From 87d3bd0e02cddc415a42573052110eb9301d2c3d Mon Sep 17 00:00:00 2001
From: Mark Dickinson <dickinsm@gmail.com>
Date: Sun, 8 Jan 2023 19:40:15 +0000
Subject: gh-100833: Remove 'volatile' qualifiers in fsum algorithm (#100845)

This PR removes the `volatile` qualifier on various intermediate quantities
in the `math.fsum` implementation, and updates the notes preceding the
algorithm accordingly (as well as fixing some of the exsting notes). See
the linked issue #100833 for discussion.
---
 .../2023-01-08-12-10-17.gh-issue-100833.f6cT7E.rst |  1 +
 Modules/mathmodule.c                               | 44 +++++++++++-----------
 2 files changed, 23 insertions(+), 22 deletions(-)
 create mode 100644 Misc/NEWS.d/next/Library/2023-01-08-12-10-17.gh-issue-100833.f6cT7E.rst

diff --git a/Misc/NEWS.d/next/Library/2023-01-08-12-10-17.gh-issue-100833.f6cT7E.rst b/Misc/NEWS.d/next/Library/2023-01-08-12-10-17.gh-issue-100833.f6cT7E.rst
new file mode 100644
index 0000000..b572e92
--- /dev/null
+++ b/Misc/NEWS.d/next/Library/2023-01-08-12-10-17.gh-issue-100833.f6cT7E.rst
@@ -0,0 +1 @@
+Speed up :func:`math.fsum` by removing defensive ``volatile`` qualifiers.
diff --git a/Modules/mathmodule.c b/Modules/mathmodule.c
index 11e815c..9e4c6fd 100644
--- a/Modules/mathmodule.c
+++ b/Modules/mathmodule.c
@@ -1358,30 +1358,30 @@ FUNC1(tanh, tanh, 0,
    Dickinson's post at <http://bugs.python.org/file10357/msum4.py>.
    See those links for more details, proofs and other references.
 
-   Note 1: IEEE 754R floating point semantics are assumed,
-   but the current implementation does not re-establish special
-   value semantics across iterations (i.e. handling -Inf + Inf).
+   Note 1: IEEE 754 floating-point semantics with a rounding mode of
+   roundTiesToEven are assumed.
 
-   Note 2:  No provision is made for intermediate overflow handling;
-   therefore, sum([1e+308, 1e-308, 1e+308]) returns 1e+308 while
-   sum([1e+308, 1e+308, 1e-308]) raises an OverflowError due to the
+   Note 2: No provision is made for intermediate overflow handling;
+   therefore, fsum([1e+308, -1e+308, 1e+308]) returns 1e+308 while
+   fsum([1e+308, 1e+308, -1e+308]) raises an OverflowError due to the
    overflow of the first partial sum.
 
-   Note 3: The intermediate values lo, yr, and hi are declared volatile so
-   aggressive compilers won't algebraically reduce lo to always be exactly 0.0.
-   Also, the volatile declaration forces the values to be stored in memory as
-   regular doubles instead of extended long precision (80-bit) values.  This
-   prevents double rounding because any addition or subtraction of two doubles
-   can be resolved exactly into double-sized hi and lo values.  As long as the
-   hi value gets forced into a double before yr and lo are computed, the extra
-   bits in downstream extended precision operations (x87 for example) will be
-   exactly zero and therefore can be losslessly stored back into a double,
-   thereby preventing double rounding.
+===+
Exercise instructions –
#1 In the fsum patch, what rounding mode does the revised Note 1 say is assumed?
#2 Do these statements agree with the fsum patch? (a) The patch changes two files. (b) The news entry says the change speeds up math.fsum. (c) The revised Note 2 says fsum([1e+308, -1e+308, 1e+308]) raises an OverflowError. Give yes or no for each, and quote the words of the patch that decide it.
#3 Continue the fsum patch from the point where it stops.

Provided data –
+===+
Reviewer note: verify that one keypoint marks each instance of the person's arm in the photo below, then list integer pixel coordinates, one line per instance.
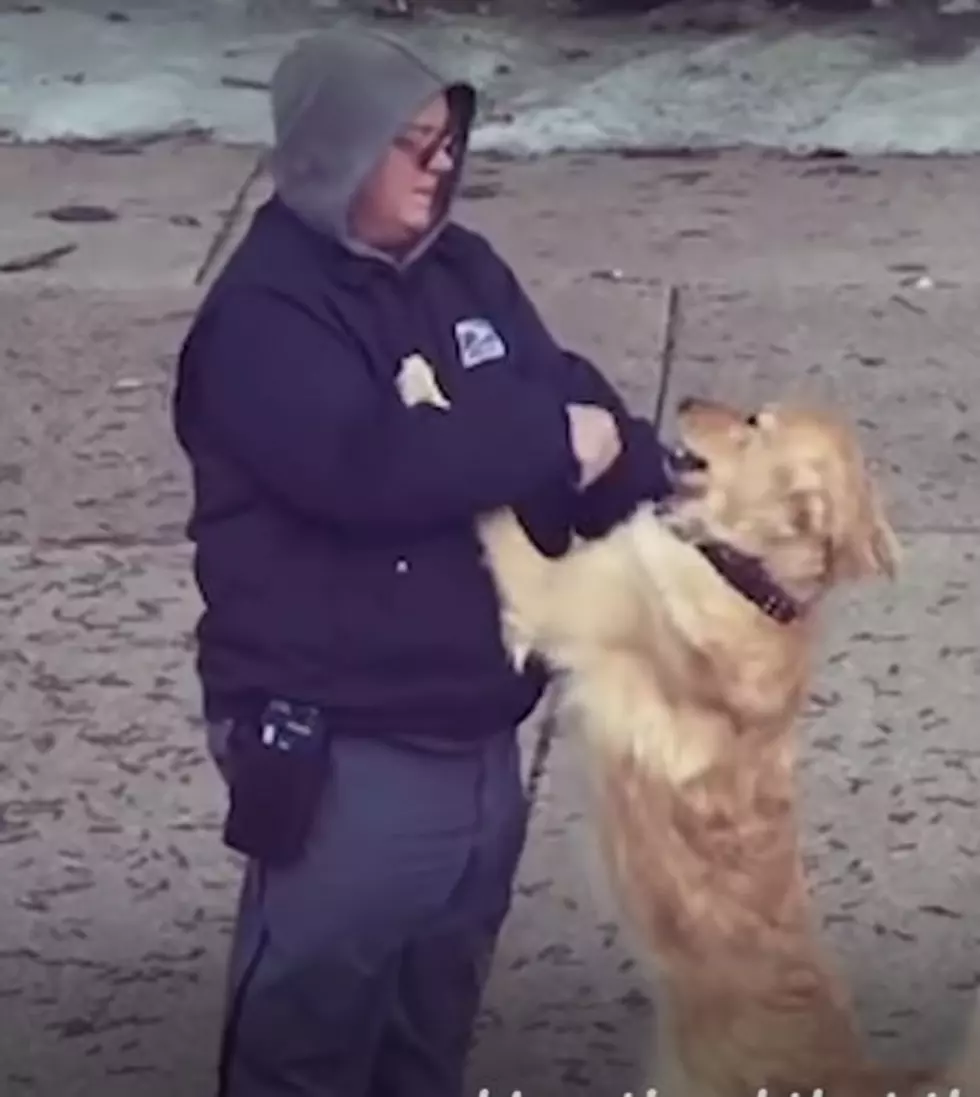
(292, 402)
(641, 471)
+===+
Task-by-task outputs –
#1 roundTiesToEven

#2
(a) Yes: "2 files changed, 23 insertions(+), 22 deletions(-)"
(b) Yes: "Speed up :func:`math.fsum` by removing defensive ``volatile`` qualifiers."
(c) No: "fsum([1e+308, -1e+308, 1e+308]) returns 1e+308"

#3
-
-   Note 4: A similar implementation is in Modules/cmathmodule.c.
-   Be sure to update both when making changes.
-
-   Note 5: The signature of math.fsum() differs from builtins.sum()
+   Note 3: The algorithm has two potential sources of fragility. First, C
+   permits arithmetic operations on `double`s to be performed in an
+   intermediate format whose range and precision may be greater than those of
+   `double` (see for example C99 §5.2.4.2.2, paragraph 8). This can happen for
+   example on machines using the now largely historical x87 FPUs. In this case,
+   `fsum` can produce incorrect results. If `FLT_EVAL_METHOD` is `0` or `1`, or
+   `FLT_EVAL_METHOD` is `2` and `long double` is identical to `double`, then we
+   should be safe from this source of errors. Second, an aggressively
+   optimizing compiler can re-associate operations so that (for example) the
+   statement `yr = hi - x;` is treated as `yr = (x + y) - x` and then
+   re-associated as `yr = y + (x - x)`, giving `y = yr` and `lo = 0.0`. That
+   re-association would be in violation of the C standard, and should not occur
+   except possibly in the presence of unsafe optimizations (e.g., -ffast-math,
+   -fassociative-math). Such optimizations should be avoided for this module.
+
+   Note 4: The signature of math.fsum() differs from builtins.sum()
    because the start argument doesn't make sense in the context of
    accurate summation.  Since the partials table is collapsed before
    returning a result, sum(seq2, start=sum(seq1)) may not equal the
@@ -1467,7 +1467,7 @@ math_fsum(PyObject *module, PyObject *seq)
     Py_ssize_t i, j, n = 0, m = NUM_PARTIALS;
     double x, y, t, ps[NUM_PARTIALS], *p = ps;
     double xsave, special_sum = 0.0, inf_sum = 0.0;
-    volatile double hi, yr, lo;
+    double hi, yr, lo;
 
     iter = PyObject_GetIter(seq);
     if (iter == NULL)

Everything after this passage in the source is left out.